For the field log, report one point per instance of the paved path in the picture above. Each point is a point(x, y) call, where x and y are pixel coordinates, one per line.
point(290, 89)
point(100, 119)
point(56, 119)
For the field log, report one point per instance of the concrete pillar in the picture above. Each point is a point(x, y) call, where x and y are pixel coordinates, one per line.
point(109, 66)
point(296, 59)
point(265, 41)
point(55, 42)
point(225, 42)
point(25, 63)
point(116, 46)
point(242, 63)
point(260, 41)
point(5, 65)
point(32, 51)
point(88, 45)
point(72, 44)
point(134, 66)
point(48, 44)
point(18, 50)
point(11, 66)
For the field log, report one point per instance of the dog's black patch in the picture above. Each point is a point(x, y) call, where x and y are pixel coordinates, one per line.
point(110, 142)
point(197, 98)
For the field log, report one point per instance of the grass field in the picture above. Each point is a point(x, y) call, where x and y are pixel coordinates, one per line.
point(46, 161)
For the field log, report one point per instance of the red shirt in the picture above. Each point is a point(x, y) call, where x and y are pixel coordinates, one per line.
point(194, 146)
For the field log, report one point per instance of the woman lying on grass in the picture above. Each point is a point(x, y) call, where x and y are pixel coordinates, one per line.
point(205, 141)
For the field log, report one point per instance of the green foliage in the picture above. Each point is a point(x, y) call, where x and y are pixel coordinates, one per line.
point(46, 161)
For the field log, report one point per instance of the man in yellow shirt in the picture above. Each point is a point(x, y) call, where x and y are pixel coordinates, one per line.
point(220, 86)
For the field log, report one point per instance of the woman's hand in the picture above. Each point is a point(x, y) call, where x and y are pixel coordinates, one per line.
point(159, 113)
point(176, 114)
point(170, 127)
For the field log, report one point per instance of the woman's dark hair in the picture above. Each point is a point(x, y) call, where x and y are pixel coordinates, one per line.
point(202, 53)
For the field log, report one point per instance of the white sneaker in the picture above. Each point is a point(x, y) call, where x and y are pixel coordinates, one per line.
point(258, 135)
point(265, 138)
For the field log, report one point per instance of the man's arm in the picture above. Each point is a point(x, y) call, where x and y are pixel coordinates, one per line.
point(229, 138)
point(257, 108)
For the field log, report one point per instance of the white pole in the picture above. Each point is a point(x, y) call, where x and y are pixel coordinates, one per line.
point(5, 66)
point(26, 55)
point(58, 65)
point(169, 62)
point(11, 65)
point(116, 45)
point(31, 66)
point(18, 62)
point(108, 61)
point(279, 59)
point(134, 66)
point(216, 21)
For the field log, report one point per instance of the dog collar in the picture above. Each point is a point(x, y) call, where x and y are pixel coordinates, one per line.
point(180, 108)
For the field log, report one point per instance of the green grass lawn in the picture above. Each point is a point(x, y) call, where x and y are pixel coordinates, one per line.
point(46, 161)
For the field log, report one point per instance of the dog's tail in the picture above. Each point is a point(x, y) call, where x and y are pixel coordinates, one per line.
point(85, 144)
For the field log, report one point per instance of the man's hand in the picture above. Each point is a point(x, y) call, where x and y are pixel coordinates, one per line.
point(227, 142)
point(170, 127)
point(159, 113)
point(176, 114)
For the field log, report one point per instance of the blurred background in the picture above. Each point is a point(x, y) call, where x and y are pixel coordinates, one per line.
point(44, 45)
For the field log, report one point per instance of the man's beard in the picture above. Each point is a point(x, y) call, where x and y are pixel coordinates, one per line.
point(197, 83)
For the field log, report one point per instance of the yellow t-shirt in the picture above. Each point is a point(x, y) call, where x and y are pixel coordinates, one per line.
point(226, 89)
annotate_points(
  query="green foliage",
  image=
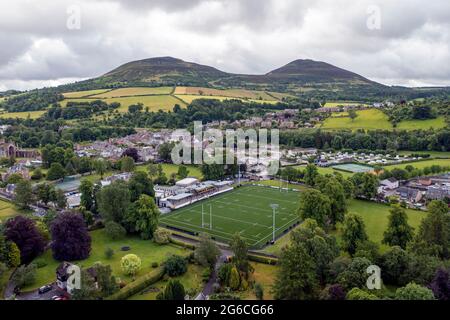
☆ ☆ ☆ ☆ ☆ ☆ ☆
*Task description:*
Could you retype every line above exactly as it appears, skipping the pictures?

*Task solution:*
For the field log, report one point per instance of the paved path in the picture above. Each point is a point(x, y) call, where x and y are pixel coordinates, one per line.
point(290, 89)
point(100, 119)
point(56, 119)
For the field log, report one point per instance of the concrete pillar in the picture above. Each point is a point(x, y) call, where x and y are pixel coordinates, one per line.
point(109, 66)
point(296, 59)
point(265, 41)
point(55, 42)
point(225, 42)
point(25, 63)
point(116, 46)
point(242, 63)
point(260, 41)
point(5, 65)
point(32, 51)
point(88, 45)
point(72, 44)
point(134, 66)
point(48, 44)
point(18, 50)
point(11, 66)
For the field log, report one point per instance of the dog's black patch in the picture above. Each point is a point(x, y) call, where x and y are pixel coordinates, one per line.
point(110, 142)
point(197, 98)
For the field log, report one point per instance of the grass field in the picture above. Each point is a point(x, y) call, where x and y are pixel coordinates, one per line.
point(46, 161)
For the field log, report one point per instance of the red shirt in the picture above. Each point is a point(x, y) call, where x and y are pixel coordinates, one per line.
point(194, 146)
For the field log, report one point per instance of the woman lying on grass in the picture above. Each point is a point(x, y) call, where x and y are pixel coordinates, one per line.
point(205, 141)
For the field log, report one point per instance of the green foliage in the picture above. Each point is a point(x, y) call, where x and y are pixel coordinates, one per line.
point(46, 161)
For the field log, report one point per instance of the man in yellow shirt in the picture above. Each point is a point(x, y) call, where x and y are pixel coordinates, one per line.
point(220, 86)
For the field log, report one point per instance of the woman's hand in the picture above. Each point is a point(x, y) call, where x and y are pixel coordinates, one per line.
point(159, 113)
point(176, 114)
point(170, 127)
For the field log, report one point per instance of the woman's dark hair in the picture above. Each point is a point(x, y) call, where x and y are pixel coordinates, one per line.
point(202, 53)
For the field log, report one point per instance of the white sneaker in the picture above. Each point is a point(x, y) call, where x and y are pixel coordinates, one per line.
point(258, 135)
point(265, 138)
For the field log, report one point per instance of the man's arm in the picture above. Each point is a point(x, y) call, where x and y are pixel coordinates, one per line.
point(229, 138)
point(257, 108)
For the field log, report one point per instance of the white pole in the picture above. Each point is a point(x, y) call, where x and y are pixel coordinates, one per line.
point(5, 66)
point(26, 55)
point(58, 65)
point(169, 62)
point(11, 65)
point(116, 45)
point(31, 66)
point(18, 62)
point(108, 61)
point(279, 59)
point(134, 66)
point(216, 21)
For the field log, report one point per instance of the dog collar in the picture above. Each point is a point(x, y) call, where x and y are pixel coordinates, one per line.
point(180, 108)
For the field log, report one point per instance of the green grass lawn in the picture above. Each point is a point(x, y) call, where x and y are pixel coordinates, one per line.
point(46, 161)
For the field log, report one point per instance of the dog's tail in the picture above. Each point is a point(x, y) call, where x and y are pixel coordinates, one per line.
point(85, 144)
For the field log, report one point per instance of the man's hand in the picture above. Each point is a point(x, y) call, where x and y are pixel coordinates, one per line.
point(227, 142)
point(170, 127)
point(159, 113)
point(176, 114)
For the field log, report one point per instance of the blurred background in the picture above. Each point is a point(x, y) call, where x and y are pixel coordinates, one per line.
point(44, 45)
For the field log, report one point per instance of the man's beard in the picture above. Each point is a point(x, y) call, where x and y are pixel coordinates, one per line.
point(197, 83)
For the field log, report one point per instance of the yellow t-shirt in the picture above. Each point is a point(x, y) call, where x and y are pixel coordinates, one per line.
point(226, 89)
annotate_points(
  query="green foliage",
  image=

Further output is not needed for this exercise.